:: Problem details ::
The answer should be the lines from the one with "ornament. Tag each instance with a single point." through the final line of the entries, restated word for word.

============================================================

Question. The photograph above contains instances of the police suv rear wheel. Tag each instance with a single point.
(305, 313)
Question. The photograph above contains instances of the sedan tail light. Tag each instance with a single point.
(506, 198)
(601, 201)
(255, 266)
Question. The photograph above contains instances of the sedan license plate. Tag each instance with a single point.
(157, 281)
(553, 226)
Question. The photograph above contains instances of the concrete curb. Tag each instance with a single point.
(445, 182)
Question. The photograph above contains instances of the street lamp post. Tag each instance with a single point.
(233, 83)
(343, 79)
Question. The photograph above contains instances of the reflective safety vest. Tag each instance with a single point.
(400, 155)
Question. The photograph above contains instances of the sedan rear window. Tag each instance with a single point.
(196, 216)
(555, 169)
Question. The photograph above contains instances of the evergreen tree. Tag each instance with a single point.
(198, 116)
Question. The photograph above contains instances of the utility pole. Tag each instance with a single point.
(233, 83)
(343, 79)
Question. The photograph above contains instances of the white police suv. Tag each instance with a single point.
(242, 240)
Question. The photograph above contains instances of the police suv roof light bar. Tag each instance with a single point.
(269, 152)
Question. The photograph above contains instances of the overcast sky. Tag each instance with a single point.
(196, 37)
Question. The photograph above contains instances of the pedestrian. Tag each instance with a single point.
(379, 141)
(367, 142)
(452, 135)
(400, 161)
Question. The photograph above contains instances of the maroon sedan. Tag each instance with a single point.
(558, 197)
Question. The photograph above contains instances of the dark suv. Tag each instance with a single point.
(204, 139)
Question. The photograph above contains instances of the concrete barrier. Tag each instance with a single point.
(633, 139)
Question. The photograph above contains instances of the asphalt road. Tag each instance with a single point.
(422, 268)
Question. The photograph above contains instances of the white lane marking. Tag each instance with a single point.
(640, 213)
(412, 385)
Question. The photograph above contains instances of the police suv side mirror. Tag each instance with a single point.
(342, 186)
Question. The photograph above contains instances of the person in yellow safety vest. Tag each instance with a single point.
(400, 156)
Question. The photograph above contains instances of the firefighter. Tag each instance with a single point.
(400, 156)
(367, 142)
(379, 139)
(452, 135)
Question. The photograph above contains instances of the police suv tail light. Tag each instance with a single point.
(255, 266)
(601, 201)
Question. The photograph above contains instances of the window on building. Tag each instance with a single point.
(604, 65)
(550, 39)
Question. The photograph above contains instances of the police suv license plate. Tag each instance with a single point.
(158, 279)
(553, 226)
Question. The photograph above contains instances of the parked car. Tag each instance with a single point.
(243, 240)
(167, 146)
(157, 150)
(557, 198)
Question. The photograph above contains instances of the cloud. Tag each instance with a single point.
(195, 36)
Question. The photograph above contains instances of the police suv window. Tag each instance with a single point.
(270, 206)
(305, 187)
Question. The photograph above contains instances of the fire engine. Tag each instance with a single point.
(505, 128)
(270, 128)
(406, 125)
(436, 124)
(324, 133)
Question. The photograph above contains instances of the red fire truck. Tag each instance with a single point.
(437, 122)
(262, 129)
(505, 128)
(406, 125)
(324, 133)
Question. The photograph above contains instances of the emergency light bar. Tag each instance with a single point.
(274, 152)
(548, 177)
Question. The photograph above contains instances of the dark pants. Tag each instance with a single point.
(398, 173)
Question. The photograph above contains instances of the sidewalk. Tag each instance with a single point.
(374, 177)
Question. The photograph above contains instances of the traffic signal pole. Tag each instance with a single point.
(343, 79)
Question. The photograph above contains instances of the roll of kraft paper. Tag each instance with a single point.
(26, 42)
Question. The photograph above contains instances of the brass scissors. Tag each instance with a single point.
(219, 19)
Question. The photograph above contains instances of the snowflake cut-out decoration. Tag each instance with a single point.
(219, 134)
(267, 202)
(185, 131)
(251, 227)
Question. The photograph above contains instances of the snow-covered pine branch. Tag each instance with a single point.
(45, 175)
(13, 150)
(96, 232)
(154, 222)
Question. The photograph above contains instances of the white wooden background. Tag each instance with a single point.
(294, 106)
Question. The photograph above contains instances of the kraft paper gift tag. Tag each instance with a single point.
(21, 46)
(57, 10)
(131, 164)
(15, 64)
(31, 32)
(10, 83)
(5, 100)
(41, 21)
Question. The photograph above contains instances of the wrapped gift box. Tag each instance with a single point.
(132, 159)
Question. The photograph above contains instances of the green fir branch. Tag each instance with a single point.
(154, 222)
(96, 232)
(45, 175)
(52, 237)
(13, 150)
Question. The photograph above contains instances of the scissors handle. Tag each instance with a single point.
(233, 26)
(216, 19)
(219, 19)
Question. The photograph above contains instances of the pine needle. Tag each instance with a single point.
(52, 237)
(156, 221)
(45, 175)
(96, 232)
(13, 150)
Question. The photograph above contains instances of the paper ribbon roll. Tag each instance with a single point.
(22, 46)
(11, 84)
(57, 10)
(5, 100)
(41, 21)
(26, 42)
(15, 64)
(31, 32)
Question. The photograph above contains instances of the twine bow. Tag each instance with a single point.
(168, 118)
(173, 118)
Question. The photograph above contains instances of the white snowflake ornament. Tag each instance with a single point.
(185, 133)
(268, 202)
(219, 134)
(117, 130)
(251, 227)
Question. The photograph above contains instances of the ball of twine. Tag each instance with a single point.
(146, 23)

============================================================

:: Response area ::
Question. The photograph above contains instances of the white snowflake ornament. Tag each instance with a single point.
(185, 133)
(268, 202)
(219, 134)
(117, 130)
(251, 227)
Question. The photograph above contains instances of the ball of twine. Tag each instance with a single point.
(146, 23)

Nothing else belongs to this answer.